EXERCISE:
Can you render the stretch from the line containing "Task: Where can the horse's tail" through the end of the entries below as a JSON list of strings, one string per line, leaving out any blank lines?

ENTRIES PROVIDED:
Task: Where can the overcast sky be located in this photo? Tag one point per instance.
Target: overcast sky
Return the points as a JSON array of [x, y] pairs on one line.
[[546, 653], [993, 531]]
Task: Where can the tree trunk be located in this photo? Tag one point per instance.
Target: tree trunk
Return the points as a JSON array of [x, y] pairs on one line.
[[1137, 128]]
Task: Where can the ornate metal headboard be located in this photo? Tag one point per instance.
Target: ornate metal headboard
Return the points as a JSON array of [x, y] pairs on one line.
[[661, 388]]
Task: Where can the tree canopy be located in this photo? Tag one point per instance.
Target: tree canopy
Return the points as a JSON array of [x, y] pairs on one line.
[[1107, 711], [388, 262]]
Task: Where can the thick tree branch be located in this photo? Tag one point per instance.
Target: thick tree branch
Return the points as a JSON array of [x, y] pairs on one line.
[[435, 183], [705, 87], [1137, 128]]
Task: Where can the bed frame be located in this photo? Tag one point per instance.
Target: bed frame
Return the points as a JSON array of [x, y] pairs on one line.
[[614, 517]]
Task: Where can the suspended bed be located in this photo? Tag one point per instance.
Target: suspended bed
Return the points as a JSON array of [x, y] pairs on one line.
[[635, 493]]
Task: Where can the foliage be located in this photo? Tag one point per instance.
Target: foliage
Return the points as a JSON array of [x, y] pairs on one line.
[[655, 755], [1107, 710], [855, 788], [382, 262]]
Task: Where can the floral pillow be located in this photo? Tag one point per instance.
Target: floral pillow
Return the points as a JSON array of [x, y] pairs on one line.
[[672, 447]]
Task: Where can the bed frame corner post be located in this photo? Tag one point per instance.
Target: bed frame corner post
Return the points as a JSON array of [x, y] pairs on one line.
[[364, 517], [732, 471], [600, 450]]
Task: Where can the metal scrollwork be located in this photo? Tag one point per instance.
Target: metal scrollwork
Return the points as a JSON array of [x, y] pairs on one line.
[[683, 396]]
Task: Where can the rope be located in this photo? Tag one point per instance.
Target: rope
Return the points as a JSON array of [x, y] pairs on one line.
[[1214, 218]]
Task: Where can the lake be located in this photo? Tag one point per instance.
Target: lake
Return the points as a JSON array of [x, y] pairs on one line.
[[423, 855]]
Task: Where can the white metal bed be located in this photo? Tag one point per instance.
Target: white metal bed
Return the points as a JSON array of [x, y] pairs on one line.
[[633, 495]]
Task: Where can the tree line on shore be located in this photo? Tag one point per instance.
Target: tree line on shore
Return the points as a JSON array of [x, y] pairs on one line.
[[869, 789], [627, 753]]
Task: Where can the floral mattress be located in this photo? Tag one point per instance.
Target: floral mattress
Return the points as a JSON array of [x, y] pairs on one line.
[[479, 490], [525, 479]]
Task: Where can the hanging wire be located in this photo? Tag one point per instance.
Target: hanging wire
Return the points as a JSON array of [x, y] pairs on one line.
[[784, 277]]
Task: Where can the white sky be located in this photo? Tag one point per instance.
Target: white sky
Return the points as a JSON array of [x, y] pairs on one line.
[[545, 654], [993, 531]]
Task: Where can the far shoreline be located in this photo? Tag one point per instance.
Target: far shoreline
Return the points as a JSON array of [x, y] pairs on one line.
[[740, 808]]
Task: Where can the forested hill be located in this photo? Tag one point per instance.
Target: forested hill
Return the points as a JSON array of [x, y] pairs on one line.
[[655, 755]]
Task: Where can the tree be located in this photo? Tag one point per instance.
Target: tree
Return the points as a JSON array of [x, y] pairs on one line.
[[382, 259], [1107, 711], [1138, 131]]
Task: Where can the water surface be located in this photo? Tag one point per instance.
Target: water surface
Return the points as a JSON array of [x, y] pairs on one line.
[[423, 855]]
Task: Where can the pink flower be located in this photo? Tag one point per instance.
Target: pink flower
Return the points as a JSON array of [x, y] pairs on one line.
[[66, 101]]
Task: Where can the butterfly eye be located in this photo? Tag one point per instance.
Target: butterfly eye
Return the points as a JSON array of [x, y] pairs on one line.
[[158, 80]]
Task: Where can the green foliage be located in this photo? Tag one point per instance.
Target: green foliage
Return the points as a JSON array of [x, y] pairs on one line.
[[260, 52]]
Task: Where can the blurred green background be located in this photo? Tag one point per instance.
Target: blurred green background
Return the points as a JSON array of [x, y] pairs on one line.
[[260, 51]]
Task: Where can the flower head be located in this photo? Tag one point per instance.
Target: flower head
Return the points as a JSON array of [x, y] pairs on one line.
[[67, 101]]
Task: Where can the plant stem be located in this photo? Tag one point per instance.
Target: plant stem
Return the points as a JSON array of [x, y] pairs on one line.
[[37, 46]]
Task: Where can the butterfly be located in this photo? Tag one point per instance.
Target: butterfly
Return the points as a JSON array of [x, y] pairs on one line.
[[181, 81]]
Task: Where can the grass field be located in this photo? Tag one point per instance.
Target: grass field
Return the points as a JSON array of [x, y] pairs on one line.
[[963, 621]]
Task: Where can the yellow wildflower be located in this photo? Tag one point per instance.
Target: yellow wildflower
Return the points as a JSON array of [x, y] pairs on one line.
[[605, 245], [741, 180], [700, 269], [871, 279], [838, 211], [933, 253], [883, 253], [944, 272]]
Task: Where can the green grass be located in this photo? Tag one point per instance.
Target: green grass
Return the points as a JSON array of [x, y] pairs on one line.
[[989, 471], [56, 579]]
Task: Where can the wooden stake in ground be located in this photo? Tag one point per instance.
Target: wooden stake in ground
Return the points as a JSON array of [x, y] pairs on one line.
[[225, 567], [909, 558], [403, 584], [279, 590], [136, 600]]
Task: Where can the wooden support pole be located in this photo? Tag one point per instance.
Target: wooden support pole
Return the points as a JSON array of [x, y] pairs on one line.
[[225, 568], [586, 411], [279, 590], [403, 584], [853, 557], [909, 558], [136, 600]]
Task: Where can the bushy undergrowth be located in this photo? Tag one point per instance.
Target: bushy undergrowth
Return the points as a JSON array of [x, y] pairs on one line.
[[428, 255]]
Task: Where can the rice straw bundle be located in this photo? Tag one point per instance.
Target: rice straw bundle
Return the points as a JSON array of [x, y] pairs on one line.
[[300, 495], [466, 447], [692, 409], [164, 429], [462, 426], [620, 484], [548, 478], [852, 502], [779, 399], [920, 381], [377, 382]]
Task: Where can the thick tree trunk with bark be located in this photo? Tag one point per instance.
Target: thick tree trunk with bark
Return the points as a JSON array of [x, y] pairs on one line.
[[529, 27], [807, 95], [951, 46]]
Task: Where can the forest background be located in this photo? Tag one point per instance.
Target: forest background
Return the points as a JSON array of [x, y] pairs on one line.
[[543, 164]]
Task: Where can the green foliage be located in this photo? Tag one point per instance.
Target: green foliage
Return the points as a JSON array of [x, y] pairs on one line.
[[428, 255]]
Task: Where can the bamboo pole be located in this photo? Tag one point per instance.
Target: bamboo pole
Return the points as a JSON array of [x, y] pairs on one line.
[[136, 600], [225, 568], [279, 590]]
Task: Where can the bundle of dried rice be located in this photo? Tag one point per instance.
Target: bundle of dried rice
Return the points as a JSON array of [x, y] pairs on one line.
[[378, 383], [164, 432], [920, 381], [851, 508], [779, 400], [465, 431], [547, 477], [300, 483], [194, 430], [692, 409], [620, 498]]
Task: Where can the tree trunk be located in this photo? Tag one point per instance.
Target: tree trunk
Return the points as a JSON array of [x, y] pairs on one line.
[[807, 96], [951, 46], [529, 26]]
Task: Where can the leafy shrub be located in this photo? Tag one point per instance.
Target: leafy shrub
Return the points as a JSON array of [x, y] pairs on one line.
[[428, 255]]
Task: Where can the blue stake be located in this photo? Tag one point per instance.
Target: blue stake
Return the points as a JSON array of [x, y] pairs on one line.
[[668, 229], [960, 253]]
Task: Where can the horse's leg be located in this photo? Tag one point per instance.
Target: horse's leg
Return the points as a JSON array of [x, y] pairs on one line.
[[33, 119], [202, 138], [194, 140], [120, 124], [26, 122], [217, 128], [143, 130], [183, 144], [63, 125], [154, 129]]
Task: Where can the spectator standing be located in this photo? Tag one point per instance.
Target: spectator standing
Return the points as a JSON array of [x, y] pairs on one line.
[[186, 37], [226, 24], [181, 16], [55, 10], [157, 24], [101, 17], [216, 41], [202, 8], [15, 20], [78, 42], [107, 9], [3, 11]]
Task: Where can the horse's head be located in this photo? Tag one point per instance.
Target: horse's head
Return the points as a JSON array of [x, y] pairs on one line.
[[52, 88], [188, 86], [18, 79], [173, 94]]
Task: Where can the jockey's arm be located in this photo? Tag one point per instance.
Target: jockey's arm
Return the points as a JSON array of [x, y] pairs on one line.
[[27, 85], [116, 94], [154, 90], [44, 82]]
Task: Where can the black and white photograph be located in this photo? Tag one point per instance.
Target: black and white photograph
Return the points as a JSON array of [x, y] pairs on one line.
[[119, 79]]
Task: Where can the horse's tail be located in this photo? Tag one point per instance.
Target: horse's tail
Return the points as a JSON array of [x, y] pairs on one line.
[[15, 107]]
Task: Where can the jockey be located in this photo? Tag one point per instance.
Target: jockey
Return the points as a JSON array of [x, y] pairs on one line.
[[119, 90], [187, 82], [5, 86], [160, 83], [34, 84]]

COMPLETED TASK:
[
  "Task: Where can the horse's tail be located in this photo? Tag one point per instance.",
  "Target: horse's tail",
  "Return the points as a JSON array of [x, y] pairs on one line.",
  "[[15, 107]]",
  "Task: Where can the jockey be located in this photo? Tag one point per instance.",
  "Target: jockey",
  "Return the points as a JSON array of [x, y] pairs on one line.",
  "[[119, 90], [187, 82], [5, 86], [160, 83], [34, 84]]"
]